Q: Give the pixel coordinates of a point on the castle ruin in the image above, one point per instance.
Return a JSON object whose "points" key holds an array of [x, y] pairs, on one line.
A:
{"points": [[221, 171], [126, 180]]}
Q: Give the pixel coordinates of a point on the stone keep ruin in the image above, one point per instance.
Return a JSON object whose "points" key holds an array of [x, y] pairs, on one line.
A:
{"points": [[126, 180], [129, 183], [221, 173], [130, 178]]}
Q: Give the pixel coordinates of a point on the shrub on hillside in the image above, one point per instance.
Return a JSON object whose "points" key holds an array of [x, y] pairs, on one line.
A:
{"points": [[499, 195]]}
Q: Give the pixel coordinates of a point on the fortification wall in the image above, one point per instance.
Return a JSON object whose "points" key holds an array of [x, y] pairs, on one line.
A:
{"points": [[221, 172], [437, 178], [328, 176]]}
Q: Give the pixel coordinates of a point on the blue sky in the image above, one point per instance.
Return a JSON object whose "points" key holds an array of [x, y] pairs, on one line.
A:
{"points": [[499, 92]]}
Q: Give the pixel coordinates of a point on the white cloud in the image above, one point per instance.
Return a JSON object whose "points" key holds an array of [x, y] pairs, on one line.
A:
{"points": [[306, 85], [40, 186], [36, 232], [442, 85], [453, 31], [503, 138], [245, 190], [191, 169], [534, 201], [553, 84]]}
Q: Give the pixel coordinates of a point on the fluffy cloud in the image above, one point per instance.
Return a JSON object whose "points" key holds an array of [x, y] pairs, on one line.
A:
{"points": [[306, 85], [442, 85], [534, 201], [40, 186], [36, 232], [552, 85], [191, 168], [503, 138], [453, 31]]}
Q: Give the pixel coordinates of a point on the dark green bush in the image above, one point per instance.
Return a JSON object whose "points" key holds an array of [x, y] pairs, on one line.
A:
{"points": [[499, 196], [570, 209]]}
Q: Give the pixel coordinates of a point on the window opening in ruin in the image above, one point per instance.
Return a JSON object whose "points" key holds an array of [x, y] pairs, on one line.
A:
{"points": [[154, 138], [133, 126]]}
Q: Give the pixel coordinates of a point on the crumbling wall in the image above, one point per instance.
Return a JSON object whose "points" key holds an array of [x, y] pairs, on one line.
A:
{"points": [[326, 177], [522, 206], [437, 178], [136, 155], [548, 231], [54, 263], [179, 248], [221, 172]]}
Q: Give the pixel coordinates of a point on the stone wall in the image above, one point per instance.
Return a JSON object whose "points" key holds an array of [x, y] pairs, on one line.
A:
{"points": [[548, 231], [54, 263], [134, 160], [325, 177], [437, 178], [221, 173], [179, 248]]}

☆ ☆ ☆ ☆

Copy out all of the rows above verbatim, without changing a single character.

Q: Give the pixel coordinates of a point on the castle ruin in the image above, one point per instance.
Return a JSON object whose "points" key holds an array of [x, y] pairs, on one line.
A:
{"points": [[221, 171], [126, 180]]}
Q: Give the pixel coordinates of a point on the stone keep ruin in the image above, one point per instance.
Return a JSON object whose "points" key holds an array of [x, y] pairs, on one line.
A:
{"points": [[126, 180], [129, 183], [221, 173], [130, 178]]}
Q: Give the pixel coordinates of a point on the shrub on hillside in the image above, one point per instance.
Return a JSON object whose "points" key holds an array of [x, y] pairs, on one line.
A:
{"points": [[499, 195]]}
Q: Give the pixel coordinates of a point on the fortification wall in the image above, one point per instance.
Return a JSON object whose "points" key holds an array of [x, y] pairs, on one line.
A:
{"points": [[221, 172], [437, 178], [328, 176]]}
Q: Give the pixel coordinates of a point on the blue sky in the image above, one point per instance.
Return a JSON object whose "points" key holds an array of [x, y] pairs, on one line.
A:
{"points": [[499, 92]]}
Q: Give the pixel coordinates of a point on the white cloud in the image above, one point per instance.
Return a JSON object whose "points" key holds an array of [x, y] pairs, on one line.
A:
{"points": [[306, 85], [40, 186], [36, 232], [442, 85], [453, 31], [503, 138], [245, 190], [191, 169], [534, 201], [553, 84]]}
Q: Give the pixel coordinates of a point on the fluffy cloud in the image above, one point per instance.
Return a JSON object whose "points" key holds an array of [x, y] pairs, on one line.
A:
{"points": [[306, 85], [442, 85], [534, 201], [40, 186], [36, 232], [552, 85], [191, 168], [503, 138], [453, 31]]}
Q: Give the pixel coordinates of a point on the dark green bush in the image above, one point per instance.
Return a JSON object whose "points" key holds an array of [x, y] pairs, on one line.
A:
{"points": [[499, 196], [570, 209]]}
Q: Give the pixel coordinates of a point on the window opening in ruin in the image above, one point per instance.
Return a JSON object whose "points" key holds an array of [x, y] pairs, on one line.
A:
{"points": [[154, 138], [133, 126]]}
Q: Give the pixel coordinates of a point on the crumbling wall in the image above, one point per instance.
Return a JSON object whose "points" key holds an array of [x, y] pairs, on one line.
A:
{"points": [[326, 177], [522, 206], [437, 178], [136, 155], [548, 231], [54, 263], [179, 248], [221, 172]]}
Q: Give the pixel coordinates of a point on the stone wall in the image above, one point per instance.
Return a JSON object whose "points" key holds an array of [x, y] pairs, on one line.
A:
{"points": [[548, 231], [54, 263], [134, 160], [325, 177], [437, 178], [221, 173], [179, 248]]}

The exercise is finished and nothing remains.